[Coordinate annotation records]
◇ ◇ ◇ ◇ ◇ ◇ ◇

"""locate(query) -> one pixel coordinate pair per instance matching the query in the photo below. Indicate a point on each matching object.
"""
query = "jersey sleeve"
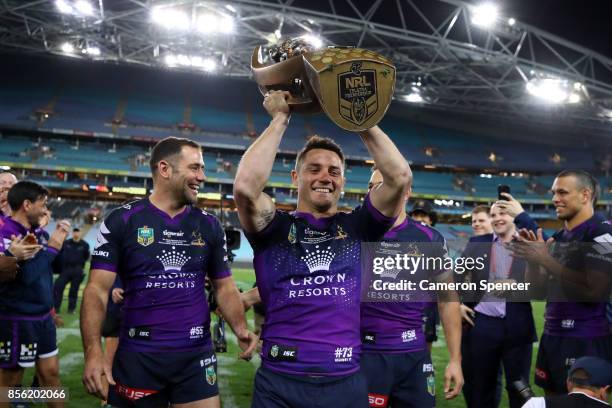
(371, 224)
(107, 251)
(278, 227)
(218, 266)
(598, 253)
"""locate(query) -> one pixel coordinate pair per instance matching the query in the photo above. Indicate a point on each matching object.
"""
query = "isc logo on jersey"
(208, 361)
(378, 401)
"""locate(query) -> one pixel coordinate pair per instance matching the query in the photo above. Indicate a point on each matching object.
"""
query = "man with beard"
(162, 247)
(27, 330)
(7, 180)
(576, 274)
(307, 263)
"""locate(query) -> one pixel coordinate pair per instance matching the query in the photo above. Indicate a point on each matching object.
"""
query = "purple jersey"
(397, 327)
(574, 319)
(162, 262)
(31, 293)
(309, 276)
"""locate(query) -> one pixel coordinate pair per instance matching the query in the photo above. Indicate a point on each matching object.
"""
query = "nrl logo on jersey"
(340, 234)
(197, 239)
(146, 236)
(292, 235)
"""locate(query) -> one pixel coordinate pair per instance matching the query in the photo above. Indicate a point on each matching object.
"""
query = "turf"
(235, 376)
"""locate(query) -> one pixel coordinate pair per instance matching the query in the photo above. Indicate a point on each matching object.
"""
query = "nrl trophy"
(352, 86)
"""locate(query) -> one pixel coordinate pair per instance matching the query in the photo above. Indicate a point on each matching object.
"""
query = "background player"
(572, 329)
(162, 247)
(396, 361)
(27, 329)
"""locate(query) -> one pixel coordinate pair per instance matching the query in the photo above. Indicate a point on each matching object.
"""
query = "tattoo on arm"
(264, 218)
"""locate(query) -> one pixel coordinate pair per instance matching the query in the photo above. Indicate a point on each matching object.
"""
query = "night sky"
(584, 22)
(587, 22)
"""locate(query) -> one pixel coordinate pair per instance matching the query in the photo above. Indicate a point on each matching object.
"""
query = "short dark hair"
(481, 208)
(25, 190)
(585, 180)
(167, 148)
(317, 142)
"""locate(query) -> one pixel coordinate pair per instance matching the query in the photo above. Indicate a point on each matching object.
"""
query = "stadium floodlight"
(551, 90)
(227, 25)
(84, 7)
(170, 18)
(574, 98)
(313, 40)
(189, 61)
(209, 65)
(64, 7)
(414, 97)
(208, 23)
(95, 51)
(171, 60)
(484, 15)
(184, 60)
(67, 48)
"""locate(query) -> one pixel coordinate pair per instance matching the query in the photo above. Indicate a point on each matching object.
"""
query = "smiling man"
(162, 247)
(502, 331)
(307, 263)
(580, 262)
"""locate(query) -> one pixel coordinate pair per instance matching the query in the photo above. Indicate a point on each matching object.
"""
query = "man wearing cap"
(588, 381)
(72, 258)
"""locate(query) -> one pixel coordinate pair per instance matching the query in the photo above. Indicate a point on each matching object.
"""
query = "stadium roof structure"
(450, 55)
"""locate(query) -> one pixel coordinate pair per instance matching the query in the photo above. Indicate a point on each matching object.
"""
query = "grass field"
(235, 376)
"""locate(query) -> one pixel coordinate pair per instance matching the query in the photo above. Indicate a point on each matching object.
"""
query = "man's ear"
(294, 177)
(164, 168)
(27, 204)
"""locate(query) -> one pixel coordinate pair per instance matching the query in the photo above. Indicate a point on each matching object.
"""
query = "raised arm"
(397, 176)
(93, 311)
(255, 208)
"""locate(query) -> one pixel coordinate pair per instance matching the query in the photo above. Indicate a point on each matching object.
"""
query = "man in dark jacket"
(503, 330)
(72, 259)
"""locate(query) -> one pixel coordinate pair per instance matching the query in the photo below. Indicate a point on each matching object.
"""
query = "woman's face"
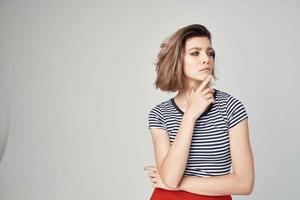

◇ ◇ ◇ ◇ ◇ ◇ ◇

# [Written instruction]
Report how many lines in the records above contain the string "logo", treating uppercase and lowercase as different. Give only the number.

# [Exercise answer]
2